(Saved entries)
_ _ _ _ _ _ _
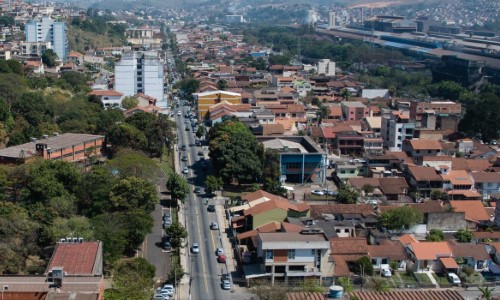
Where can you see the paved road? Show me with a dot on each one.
(204, 269)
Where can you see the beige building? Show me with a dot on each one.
(207, 99)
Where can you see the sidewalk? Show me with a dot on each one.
(183, 288)
(225, 228)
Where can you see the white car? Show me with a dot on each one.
(167, 289)
(318, 193)
(161, 297)
(453, 278)
(386, 272)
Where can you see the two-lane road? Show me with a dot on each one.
(204, 270)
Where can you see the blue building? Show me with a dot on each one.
(48, 30)
(301, 159)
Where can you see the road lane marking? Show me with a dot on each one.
(202, 260)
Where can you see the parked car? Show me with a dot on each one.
(161, 297)
(318, 193)
(226, 285)
(330, 193)
(166, 245)
(453, 278)
(386, 272)
(166, 289)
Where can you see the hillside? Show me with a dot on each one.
(79, 39)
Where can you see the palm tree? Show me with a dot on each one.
(486, 292)
(346, 94)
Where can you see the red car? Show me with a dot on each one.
(221, 258)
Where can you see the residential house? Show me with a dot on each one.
(71, 147)
(276, 210)
(350, 169)
(75, 271)
(294, 255)
(423, 180)
(347, 250)
(392, 188)
(417, 149)
(109, 98)
(373, 124)
(387, 251)
(301, 160)
(430, 255)
(354, 110)
(207, 99)
(486, 183)
(349, 143)
(475, 212)
(395, 129)
(472, 255)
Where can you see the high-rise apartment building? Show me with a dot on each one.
(140, 72)
(48, 30)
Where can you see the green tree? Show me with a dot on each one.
(129, 102)
(486, 292)
(176, 273)
(127, 163)
(200, 132)
(141, 120)
(213, 183)
(379, 285)
(126, 136)
(178, 187)
(401, 218)
(347, 195)
(133, 193)
(235, 152)
(177, 233)
(363, 265)
(49, 58)
(94, 190)
(463, 235)
(481, 118)
(133, 278)
(435, 235)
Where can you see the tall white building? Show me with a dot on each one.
(48, 30)
(140, 72)
(395, 129)
(327, 67)
(331, 19)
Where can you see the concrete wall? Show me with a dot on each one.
(446, 221)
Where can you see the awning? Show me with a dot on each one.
(449, 263)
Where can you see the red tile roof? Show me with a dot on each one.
(76, 258)
(409, 295)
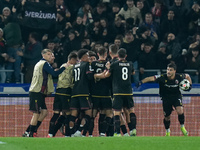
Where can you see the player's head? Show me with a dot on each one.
(92, 56)
(72, 58)
(171, 70)
(113, 48)
(121, 53)
(83, 55)
(47, 55)
(102, 52)
(52, 58)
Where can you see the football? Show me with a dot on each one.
(184, 85)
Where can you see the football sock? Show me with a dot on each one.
(181, 119)
(87, 123)
(73, 128)
(28, 129)
(59, 123)
(37, 126)
(101, 119)
(52, 123)
(117, 124)
(77, 124)
(166, 123)
(123, 129)
(133, 121)
(106, 124)
(91, 127)
(67, 129)
(32, 129)
(110, 131)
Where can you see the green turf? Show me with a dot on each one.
(103, 143)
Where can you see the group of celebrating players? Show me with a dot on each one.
(87, 86)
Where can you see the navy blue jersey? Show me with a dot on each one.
(167, 87)
(100, 87)
(81, 74)
(121, 72)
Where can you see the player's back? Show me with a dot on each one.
(168, 87)
(100, 87)
(121, 72)
(81, 81)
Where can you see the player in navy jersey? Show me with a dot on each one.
(170, 95)
(80, 92)
(100, 91)
(121, 72)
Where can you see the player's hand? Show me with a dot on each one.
(108, 65)
(138, 84)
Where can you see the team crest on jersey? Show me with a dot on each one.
(176, 81)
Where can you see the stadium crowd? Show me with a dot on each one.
(153, 32)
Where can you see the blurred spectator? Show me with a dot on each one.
(119, 26)
(86, 13)
(13, 39)
(169, 25)
(99, 11)
(193, 62)
(181, 17)
(174, 51)
(114, 12)
(159, 11)
(6, 3)
(161, 57)
(72, 43)
(150, 24)
(132, 48)
(130, 11)
(92, 56)
(144, 7)
(5, 13)
(3, 57)
(31, 55)
(60, 5)
(118, 40)
(147, 60)
(79, 27)
(96, 45)
(58, 52)
(60, 21)
(107, 33)
(194, 16)
(94, 30)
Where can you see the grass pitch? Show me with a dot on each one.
(101, 143)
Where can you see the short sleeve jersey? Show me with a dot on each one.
(100, 87)
(121, 72)
(169, 88)
(81, 81)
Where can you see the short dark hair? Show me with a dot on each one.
(172, 65)
(34, 35)
(82, 52)
(113, 48)
(102, 50)
(72, 55)
(121, 53)
(92, 53)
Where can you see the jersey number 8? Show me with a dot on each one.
(124, 73)
(77, 74)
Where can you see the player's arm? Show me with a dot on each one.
(187, 76)
(47, 67)
(102, 75)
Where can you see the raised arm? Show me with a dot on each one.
(148, 79)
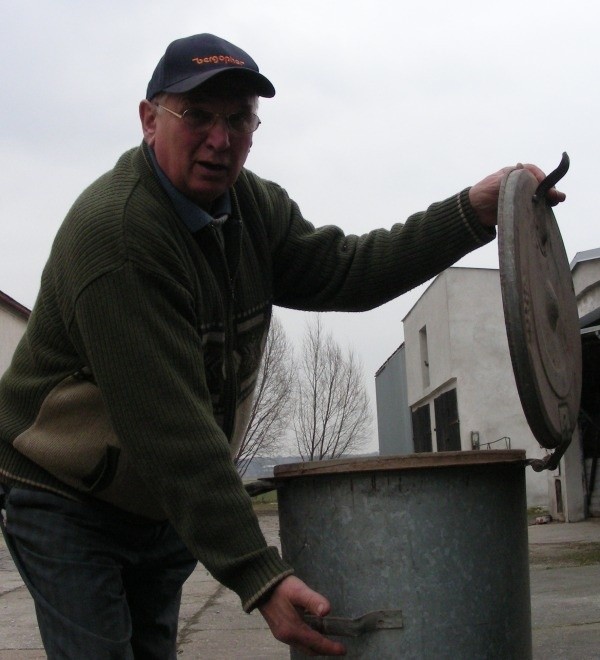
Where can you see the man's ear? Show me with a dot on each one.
(148, 119)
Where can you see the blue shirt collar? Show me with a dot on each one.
(194, 217)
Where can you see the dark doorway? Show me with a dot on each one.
(422, 429)
(447, 427)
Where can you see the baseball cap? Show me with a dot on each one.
(191, 61)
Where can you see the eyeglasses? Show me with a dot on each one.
(199, 121)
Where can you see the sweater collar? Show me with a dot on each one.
(194, 217)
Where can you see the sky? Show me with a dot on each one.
(381, 109)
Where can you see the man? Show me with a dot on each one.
(130, 390)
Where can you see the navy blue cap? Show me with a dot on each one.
(191, 61)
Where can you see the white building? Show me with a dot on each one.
(13, 319)
(451, 385)
(460, 384)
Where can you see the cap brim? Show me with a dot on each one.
(258, 82)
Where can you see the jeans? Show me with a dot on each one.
(106, 584)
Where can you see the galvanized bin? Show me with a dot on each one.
(435, 544)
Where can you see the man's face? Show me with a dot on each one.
(201, 165)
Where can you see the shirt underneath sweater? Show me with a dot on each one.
(134, 379)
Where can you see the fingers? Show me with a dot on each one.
(281, 612)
_ _ _ _ _ _ _
- **Problem**: From the first line to the last, set down the records above exactly and skip the pictures.

- **Solution to this problem**:
Where can you see the paved road? Show me with a dot on each one.
(204, 269)
Where can you see the beige building? Show me with a dot on each one.
(207, 99)
Where can you see the sidewalk? Show me with a dot on each one.
(183, 288)
(225, 228)
Where can you see the white car? Show me with a dot on each one.
(167, 289)
(318, 193)
(161, 297)
(453, 278)
(386, 272)
Where can you see the two-lane road? Show me with a dot on each one.
(204, 270)
Where can you see the blue building? Show me with a dot on each one.
(48, 30)
(301, 159)
Where can you see the road lane marking? Show me with a dot on each one.
(202, 260)
Where can you see the parked car? Show me with a dot on each one.
(161, 297)
(318, 193)
(226, 285)
(330, 193)
(166, 245)
(453, 278)
(386, 272)
(166, 289)
Where can you see the hillside? Show me with a dot on each one.
(79, 39)
Where can you see the palm tree? Show me with a dot on each one.
(486, 292)
(346, 94)
Where can you see the red car? Show me with a dot on each one.
(221, 258)
Where can you see the residential house? Show me with a dot on each one.
(71, 147)
(276, 210)
(350, 169)
(75, 271)
(294, 255)
(423, 180)
(347, 250)
(392, 188)
(417, 149)
(109, 98)
(373, 124)
(387, 251)
(301, 160)
(430, 255)
(354, 110)
(207, 99)
(486, 183)
(349, 143)
(475, 212)
(395, 129)
(472, 255)
Where can you see the high-rise apartment building? Show me with a dot on each one.
(140, 72)
(48, 30)
Where can you see the green tree? Show me with a dot on each one.
(129, 102)
(486, 292)
(176, 273)
(127, 163)
(200, 132)
(141, 120)
(213, 183)
(379, 285)
(126, 136)
(178, 187)
(401, 218)
(347, 195)
(133, 193)
(235, 152)
(177, 233)
(363, 265)
(49, 58)
(94, 190)
(463, 235)
(481, 118)
(133, 278)
(435, 235)
Where can you see the tall white building? Show me with a dot on each one.
(48, 30)
(140, 72)
(395, 129)
(327, 67)
(331, 19)
Where can you see the concrete wall? Show me with a dot on each one.
(446, 221)
Where can you see the awning? Show me with a dot on each one.
(449, 263)
Where can you see the red tile roof? Show me with a dot on each one.
(76, 258)
(409, 295)
Where can you see the player's head? Show me with a dot on each one.
(92, 56)
(72, 58)
(171, 70)
(113, 48)
(121, 53)
(83, 55)
(47, 55)
(102, 52)
(52, 58)
Where can you see the football? Show me with a dot on each one.
(184, 85)
Where can you see the football sock? Show me with a dot on each one.
(181, 119)
(87, 123)
(73, 128)
(28, 129)
(59, 123)
(37, 126)
(101, 119)
(52, 123)
(117, 124)
(77, 124)
(166, 123)
(123, 129)
(133, 121)
(106, 124)
(91, 127)
(67, 129)
(32, 129)
(110, 131)
Where can you see the green turf? Show me with a dot on each one.
(103, 143)
Where can you see the group of celebrating players? Show me with a dot on each one.
(87, 86)
Where can you see the navy blue jersey? Show me with a dot on each one.
(167, 87)
(100, 87)
(81, 74)
(121, 72)
Where can you see the player's back? Show me with a dot on each one.
(168, 87)
(100, 87)
(121, 72)
(81, 81)
Where can you see the player in navy jersey? Show me with a dot on each one.
(170, 95)
(80, 92)
(100, 91)
(121, 72)
Where can you see the player's hand? Show me with a dot on each one.
(108, 65)
(138, 84)
Where can you see the team crest on jersey? Show me with a dot on each one.
(176, 81)
Where can you see the stadium crowd? Show me with a dot on each one.
(153, 32)
Where can you see the blurred spectator? Show me with a dot on each one.
(119, 26)
(86, 13)
(13, 39)
(169, 25)
(99, 11)
(193, 62)
(181, 17)
(174, 51)
(114, 12)
(159, 11)
(6, 3)
(161, 57)
(72, 43)
(150, 24)
(132, 48)
(130, 11)
(92, 56)
(144, 7)
(5, 13)
(3, 57)
(31, 55)
(60, 5)
(118, 40)
(147, 60)
(79, 27)
(96, 45)
(58, 52)
(60, 21)
(107, 33)
(194, 16)
(94, 30)
Where can you see the grass pitch? Show me with a dot on each one.
(101, 143)
Where can you see the short sleeve jersey? Show me with a dot on each one.
(100, 87)
(121, 72)
(169, 88)
(81, 81)
Where can you see the short dark hair? Show me with a dot on each one.
(172, 65)
(34, 35)
(82, 52)
(113, 48)
(102, 50)
(72, 55)
(121, 53)
(92, 53)
Where can you see the jersey number 8? Show me with a dot on each one.
(124, 73)
(77, 74)
Where can you see the player's arm? Show me with a dot on each one.
(187, 76)
(47, 67)
(102, 75)
Where can you see the raised arm? Show me with a dot on each one.
(148, 79)
Where can you see the man's ear? Show me with a dot on each one.
(148, 119)
Where can you see the blue shirt collar? Show me with a dot on each one.
(194, 217)
Where can you see the dark doorway? Show me with a dot on each one.
(422, 429)
(447, 427)
Where can you see the baseball cap? Show me with a dot on each one.
(191, 61)
Where can you see the eyeglasses? Show me with a dot on each one.
(199, 121)
Where can you see the sweater collar? Show me with a dot on each one.
(194, 217)
Where can you see the sky? Show me with a dot on each one.
(381, 109)
Where can you see the man? Show me with a dot on each one.
(130, 390)
Where can you see the navy blue cap? Show me with a dot on each one.
(191, 61)
Where can you see the white building? Show me with a dot on each one.
(13, 319)
(451, 385)
(460, 384)
Where can you see the cap brim? Show me with a dot on each one.
(258, 82)
Where can you see the jeans? Show me with a dot on each one.
(106, 584)
Where can you see the galvanized bin? Show me with a dot on each one.
(435, 544)
Where can you see the man's face? Show me with a dot on each one.
(201, 165)
Where can you see the shirt underneath sweater? Show me with a dot on each one.
(134, 379)
Where can you see the fingers? Show me with a dot on each one.
(281, 612)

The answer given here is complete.